### Exercise details
Verbatim output required. Print the data in full.
╭─ The records
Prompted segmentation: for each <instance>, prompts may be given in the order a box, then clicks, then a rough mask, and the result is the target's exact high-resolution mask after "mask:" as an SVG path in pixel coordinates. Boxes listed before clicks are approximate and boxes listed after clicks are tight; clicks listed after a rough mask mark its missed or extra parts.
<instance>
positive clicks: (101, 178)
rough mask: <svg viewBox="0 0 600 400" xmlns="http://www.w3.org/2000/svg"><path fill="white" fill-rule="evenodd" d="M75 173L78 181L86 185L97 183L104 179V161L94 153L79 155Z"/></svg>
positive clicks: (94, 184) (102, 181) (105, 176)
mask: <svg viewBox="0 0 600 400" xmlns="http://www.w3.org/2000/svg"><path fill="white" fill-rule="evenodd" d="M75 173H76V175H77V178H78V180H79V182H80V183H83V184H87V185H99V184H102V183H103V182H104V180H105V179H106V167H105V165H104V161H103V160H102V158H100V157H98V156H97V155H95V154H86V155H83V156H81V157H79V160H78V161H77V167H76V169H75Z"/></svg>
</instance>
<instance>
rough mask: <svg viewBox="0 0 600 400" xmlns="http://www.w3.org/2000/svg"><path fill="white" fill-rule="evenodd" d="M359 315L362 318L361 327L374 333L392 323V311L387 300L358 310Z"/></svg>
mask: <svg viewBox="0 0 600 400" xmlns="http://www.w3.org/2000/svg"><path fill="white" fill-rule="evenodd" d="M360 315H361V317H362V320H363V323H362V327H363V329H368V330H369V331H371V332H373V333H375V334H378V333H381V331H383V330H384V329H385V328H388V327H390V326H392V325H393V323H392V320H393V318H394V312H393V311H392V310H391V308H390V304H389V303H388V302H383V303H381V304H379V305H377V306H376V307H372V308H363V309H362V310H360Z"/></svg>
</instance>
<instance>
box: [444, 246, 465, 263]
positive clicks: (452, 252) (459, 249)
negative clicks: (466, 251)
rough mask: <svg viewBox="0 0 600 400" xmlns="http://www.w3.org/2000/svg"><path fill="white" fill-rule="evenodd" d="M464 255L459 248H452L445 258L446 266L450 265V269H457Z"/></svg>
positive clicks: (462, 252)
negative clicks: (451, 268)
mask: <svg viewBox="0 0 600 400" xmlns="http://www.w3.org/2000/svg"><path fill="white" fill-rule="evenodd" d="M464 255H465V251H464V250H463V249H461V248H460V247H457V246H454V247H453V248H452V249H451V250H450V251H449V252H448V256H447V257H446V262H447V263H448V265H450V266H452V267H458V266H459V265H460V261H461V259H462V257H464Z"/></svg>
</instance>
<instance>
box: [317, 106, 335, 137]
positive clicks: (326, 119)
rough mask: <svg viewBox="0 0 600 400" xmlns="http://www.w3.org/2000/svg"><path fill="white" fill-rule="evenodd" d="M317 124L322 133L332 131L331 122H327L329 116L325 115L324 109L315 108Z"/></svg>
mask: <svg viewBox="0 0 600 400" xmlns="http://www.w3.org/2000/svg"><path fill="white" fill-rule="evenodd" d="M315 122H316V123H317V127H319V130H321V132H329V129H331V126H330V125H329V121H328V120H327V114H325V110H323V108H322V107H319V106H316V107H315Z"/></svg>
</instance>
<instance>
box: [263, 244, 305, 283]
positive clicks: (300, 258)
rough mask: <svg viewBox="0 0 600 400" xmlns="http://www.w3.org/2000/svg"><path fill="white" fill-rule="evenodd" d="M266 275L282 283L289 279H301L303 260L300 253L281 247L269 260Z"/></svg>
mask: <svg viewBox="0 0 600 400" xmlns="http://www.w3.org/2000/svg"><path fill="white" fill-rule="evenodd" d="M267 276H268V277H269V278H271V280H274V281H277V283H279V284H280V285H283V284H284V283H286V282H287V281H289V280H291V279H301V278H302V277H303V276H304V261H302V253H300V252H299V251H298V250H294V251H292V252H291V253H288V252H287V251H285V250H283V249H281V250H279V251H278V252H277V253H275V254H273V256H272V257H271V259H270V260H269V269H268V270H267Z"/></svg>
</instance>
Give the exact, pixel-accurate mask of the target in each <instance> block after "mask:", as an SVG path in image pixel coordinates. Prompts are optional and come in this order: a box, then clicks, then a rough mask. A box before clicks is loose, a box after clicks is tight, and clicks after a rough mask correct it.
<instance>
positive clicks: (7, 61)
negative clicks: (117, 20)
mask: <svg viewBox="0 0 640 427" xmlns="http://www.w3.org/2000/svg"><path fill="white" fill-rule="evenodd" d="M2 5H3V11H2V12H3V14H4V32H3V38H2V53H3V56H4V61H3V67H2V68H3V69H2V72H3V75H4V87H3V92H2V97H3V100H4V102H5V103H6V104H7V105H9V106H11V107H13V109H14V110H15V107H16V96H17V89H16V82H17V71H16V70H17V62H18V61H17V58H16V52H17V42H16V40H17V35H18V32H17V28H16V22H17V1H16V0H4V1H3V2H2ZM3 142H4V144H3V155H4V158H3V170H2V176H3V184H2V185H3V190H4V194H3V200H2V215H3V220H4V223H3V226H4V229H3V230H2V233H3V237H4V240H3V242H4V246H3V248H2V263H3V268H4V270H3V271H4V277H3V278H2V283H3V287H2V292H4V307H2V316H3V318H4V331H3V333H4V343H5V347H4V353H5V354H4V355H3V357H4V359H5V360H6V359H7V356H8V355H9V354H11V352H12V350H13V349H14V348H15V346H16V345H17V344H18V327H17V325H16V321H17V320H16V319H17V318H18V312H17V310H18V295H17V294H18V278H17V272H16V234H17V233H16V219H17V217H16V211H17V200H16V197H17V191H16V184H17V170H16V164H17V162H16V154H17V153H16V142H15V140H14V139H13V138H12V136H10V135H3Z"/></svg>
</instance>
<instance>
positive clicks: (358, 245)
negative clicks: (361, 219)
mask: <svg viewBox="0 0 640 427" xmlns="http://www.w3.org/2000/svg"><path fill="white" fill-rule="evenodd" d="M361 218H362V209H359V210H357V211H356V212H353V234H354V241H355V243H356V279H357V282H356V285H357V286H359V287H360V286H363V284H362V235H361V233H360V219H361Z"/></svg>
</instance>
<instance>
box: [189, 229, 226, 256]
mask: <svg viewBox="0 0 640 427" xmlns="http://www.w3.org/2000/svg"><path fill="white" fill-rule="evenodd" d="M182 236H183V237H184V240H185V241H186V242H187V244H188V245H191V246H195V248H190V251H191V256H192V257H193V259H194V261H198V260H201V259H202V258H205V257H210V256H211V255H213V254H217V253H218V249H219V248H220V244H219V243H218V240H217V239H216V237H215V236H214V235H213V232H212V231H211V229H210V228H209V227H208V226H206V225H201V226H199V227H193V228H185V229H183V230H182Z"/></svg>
╰─
### Exercise result
Prompted segmentation: for each <instance>, prompts may be given in the order a box, then clicks, then a rough mask, and the result is the target's exact high-resolution mask after "mask:" as an SVG path in pixel coordinates. Boxes listed before clicks are approximate and boxes listed after clicks are tight; clicks listed after a rough mask mark its missed or extra parts.
<instance>
positive clicks: (101, 178)
rough mask: <svg viewBox="0 0 600 400" xmlns="http://www.w3.org/2000/svg"><path fill="white" fill-rule="evenodd" d="M75 173L78 181L86 185L97 183L104 179V161L94 153L79 155Z"/></svg>
positive clicks: (94, 184) (102, 181) (105, 176)
mask: <svg viewBox="0 0 600 400" xmlns="http://www.w3.org/2000/svg"><path fill="white" fill-rule="evenodd" d="M75 173H76V175H77V178H78V180H79V182H80V183H83V184H87V185H99V184H102V183H103V182H104V180H105V179H106V167H105V165H104V161H103V160H102V158H100V157H98V156H97V155H95V154H86V155H83V156H81V157H79V160H78V161H77V167H76V169H75Z"/></svg>
</instance>
<instance>
rough mask: <svg viewBox="0 0 600 400" xmlns="http://www.w3.org/2000/svg"><path fill="white" fill-rule="evenodd" d="M359 315L362 318L361 327L374 333L392 323V311L387 300L358 310Z"/></svg>
mask: <svg viewBox="0 0 600 400" xmlns="http://www.w3.org/2000/svg"><path fill="white" fill-rule="evenodd" d="M360 315H361V317H362V320H363V323H362V327H363V329H368V330H369V331H371V332H373V333H375V334H378V333H381V331H383V330H384V329H385V328H388V327H390V326H392V325H393V323H392V320H393V318H394V312H393V311H392V310H391V308H390V304H389V303H388V302H383V303H381V304H379V305H377V306H376V307H372V308H363V309H362V310H360Z"/></svg>
</instance>
<instance>
box: [444, 246, 465, 263]
positive clicks: (452, 252) (459, 249)
negative clicks: (466, 251)
rough mask: <svg viewBox="0 0 600 400" xmlns="http://www.w3.org/2000/svg"><path fill="white" fill-rule="evenodd" d="M464 255L459 248H452L445 258L446 266L450 265V269H457Z"/></svg>
positive clicks: (462, 252)
negative clicks: (451, 268)
mask: <svg viewBox="0 0 600 400" xmlns="http://www.w3.org/2000/svg"><path fill="white" fill-rule="evenodd" d="M464 255H465V251H464V250H463V249H461V248H460V247H457V246H454V247H453V248H452V249H451V250H450V251H449V252H448V256H447V257H446V262H447V263H448V265H450V266H452V267H458V266H459V265H460V261H461V259H462V257H464Z"/></svg>
</instance>
<instance>
box: [317, 106, 335, 137]
positive clicks: (326, 119)
rough mask: <svg viewBox="0 0 600 400" xmlns="http://www.w3.org/2000/svg"><path fill="white" fill-rule="evenodd" d="M317 124L322 133L332 131L331 122H327L329 116L325 115L324 109L315 108Z"/></svg>
mask: <svg viewBox="0 0 600 400" xmlns="http://www.w3.org/2000/svg"><path fill="white" fill-rule="evenodd" d="M315 122H316V123H317V127H319V130H321V132H329V129H331V126H330V125H329V121H328V120H327V114H325V110H323V108H322V107H319V106H316V107H315Z"/></svg>
</instance>
<instance>
box: [263, 244, 305, 283]
positive clicks: (300, 258)
rough mask: <svg viewBox="0 0 600 400" xmlns="http://www.w3.org/2000/svg"><path fill="white" fill-rule="evenodd" d="M266 275L282 283L289 279H301L303 260L300 253L281 247L269 260Z"/></svg>
mask: <svg viewBox="0 0 600 400" xmlns="http://www.w3.org/2000/svg"><path fill="white" fill-rule="evenodd" d="M267 276H268V277H269V278H271V280H274V281H277V283H279V284H280V285H283V284H284V283H286V282H287V281H289V280H291V279H301V278H302V277H303V276H304V261H302V253H300V252H299V251H298V250H294V251H292V252H291V253H288V252H287V251H285V250H283V249H281V250H279V251H278V252H277V253H275V254H273V256H272V257H271V259H270V260H269V269H268V270H267Z"/></svg>
</instance>
Give the exact, pixel-accurate mask of the target in each <instance> block after "mask:", as an SVG path in image pixel coordinates. Prompts are optional and come in this order: a box, then clicks, then a rough mask. A box before clicks is loose, a box after clicks is tight, and clicks after a rough mask correct it.
<instance>
positive clicks: (7, 61)
negative clicks: (117, 20)
mask: <svg viewBox="0 0 640 427" xmlns="http://www.w3.org/2000/svg"><path fill="white" fill-rule="evenodd" d="M2 5H3V11H2V12H3V14H4V32H3V38H2V53H3V56H4V61H3V67H2V68H3V69H2V72H3V75H4V87H3V92H2V97H3V100H4V102H5V103H6V104H7V105H9V106H11V107H13V109H14V110H15V107H16V96H17V89H16V82H17V71H16V70H17V62H18V61H17V58H16V52H17V42H16V40H17V35H18V32H17V28H16V22H17V1H16V0H4V1H3V2H2ZM3 142H4V144H3V155H4V158H3V170H2V176H3V184H2V185H3V190H4V194H3V200H2V215H3V220H4V223H3V226H4V229H3V230H2V233H3V237H4V240H3V242H4V246H3V248H2V263H3V268H4V270H3V271H4V277H3V278H2V283H3V287H2V292H4V307H2V316H3V318H4V331H3V333H4V343H5V347H4V353H5V354H4V355H3V357H4V359H5V360H6V359H7V356H8V355H9V354H11V352H12V350H13V349H14V348H15V346H16V345H17V344H18V327H17V325H16V321H17V320H16V319H17V318H18V312H17V310H18V295H17V294H18V278H17V272H16V234H17V233H16V219H17V217H16V211H17V200H16V197H17V191H16V184H17V170H16V164H17V162H16V154H17V153H16V142H15V140H14V139H13V138H12V136H10V135H3Z"/></svg>
</instance>
<instance>
positive clicks: (358, 245)
negative clicks: (361, 219)
mask: <svg viewBox="0 0 640 427" xmlns="http://www.w3.org/2000/svg"><path fill="white" fill-rule="evenodd" d="M361 218H362V209H359V210H357V211H356V212H353V234H354V241H355V243H356V279H357V282H356V285H357V286H359V287H360V286H363V284H362V235H361V233H360V219H361Z"/></svg>
</instance>
<instance>
box: [189, 229, 226, 256]
mask: <svg viewBox="0 0 640 427" xmlns="http://www.w3.org/2000/svg"><path fill="white" fill-rule="evenodd" d="M182 236H183V237H184V240H185V241H186V242H187V244H188V245H191V246H195V248H190V251H191V256H192V257H193V259H194V261H198V260H201V259H202V258H205V257H210V256H211V255H213V254H217V253H218V249H219V248H220V244H219V243H218V240H217V239H216V237H215V236H214V235H213V232H212V231H211V229H210V228H209V227H208V226H206V225H201V226H199V227H193V228H185V229H183V230H182Z"/></svg>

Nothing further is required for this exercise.